● **Prompt**
Rewrite the lines below, changing "rings" to "contours" and leaving everything else as it is.
********************
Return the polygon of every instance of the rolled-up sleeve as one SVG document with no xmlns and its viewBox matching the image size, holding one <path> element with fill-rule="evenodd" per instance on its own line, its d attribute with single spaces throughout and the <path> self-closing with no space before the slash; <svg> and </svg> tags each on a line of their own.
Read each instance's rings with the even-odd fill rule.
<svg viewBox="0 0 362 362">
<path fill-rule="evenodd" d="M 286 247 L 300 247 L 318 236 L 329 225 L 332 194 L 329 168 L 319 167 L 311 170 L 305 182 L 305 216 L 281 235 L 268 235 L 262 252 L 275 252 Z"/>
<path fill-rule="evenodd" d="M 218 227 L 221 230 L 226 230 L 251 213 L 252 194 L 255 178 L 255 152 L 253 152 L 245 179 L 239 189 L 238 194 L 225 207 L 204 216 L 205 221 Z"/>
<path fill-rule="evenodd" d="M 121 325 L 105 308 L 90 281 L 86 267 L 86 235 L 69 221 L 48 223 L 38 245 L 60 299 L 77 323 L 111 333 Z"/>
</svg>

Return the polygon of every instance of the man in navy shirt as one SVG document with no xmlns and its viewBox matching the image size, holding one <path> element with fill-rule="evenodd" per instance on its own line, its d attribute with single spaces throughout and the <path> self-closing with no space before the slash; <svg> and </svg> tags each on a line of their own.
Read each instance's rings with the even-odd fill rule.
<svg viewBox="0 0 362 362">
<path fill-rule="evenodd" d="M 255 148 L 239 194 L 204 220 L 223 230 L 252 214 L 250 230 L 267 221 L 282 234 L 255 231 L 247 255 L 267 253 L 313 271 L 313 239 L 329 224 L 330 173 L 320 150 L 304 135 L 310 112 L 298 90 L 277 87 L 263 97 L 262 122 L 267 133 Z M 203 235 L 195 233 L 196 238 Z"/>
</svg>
********************
● **Completed exercise**
Return the polygon of every instance of the rolled-up sleeve as one SVG document with no xmlns and its viewBox matching the image size, holding one <path> element with fill-rule="evenodd" per instance on its own line, its d attribute with single spaces throughout and the <path> self-closing with no space before the slash; <svg> and </svg> tags each on a line of their own.
Read each instance's contours with the even-odd fill rule.
<svg viewBox="0 0 362 362">
<path fill-rule="evenodd" d="M 286 247 L 300 247 L 318 236 L 329 225 L 332 194 L 329 168 L 319 167 L 311 170 L 305 182 L 305 216 L 281 235 L 268 235 L 262 252 L 275 252 Z"/>
<path fill-rule="evenodd" d="M 218 227 L 221 230 L 226 230 L 251 213 L 252 194 L 255 178 L 255 152 L 253 152 L 245 179 L 239 189 L 238 194 L 225 207 L 204 216 L 205 221 Z"/>
<path fill-rule="evenodd" d="M 121 325 L 105 308 L 90 281 L 86 267 L 86 235 L 69 221 L 48 223 L 38 245 L 60 299 L 77 323 L 111 333 Z"/>
</svg>

Return the polygon of every instance of the man in navy shirt as one SVG document with no xmlns and its viewBox matching the image size, holding one <path> element with fill-rule="evenodd" per instance on its own line, its d attribute with single spaces throughout and the <path> self-closing with no space before the slash; <svg> and </svg> tags each on a line of their own.
Read each instance's contours with the even-odd fill rule.
<svg viewBox="0 0 362 362">
<path fill-rule="evenodd" d="M 255 148 L 239 194 L 204 220 L 223 230 L 252 214 L 250 230 L 267 221 L 282 234 L 255 231 L 247 255 L 267 253 L 313 271 L 313 239 L 329 224 L 330 173 L 320 150 L 304 135 L 310 112 L 298 90 L 277 87 L 263 97 L 262 122 L 267 133 Z M 203 235 L 195 233 L 196 238 Z"/>
</svg>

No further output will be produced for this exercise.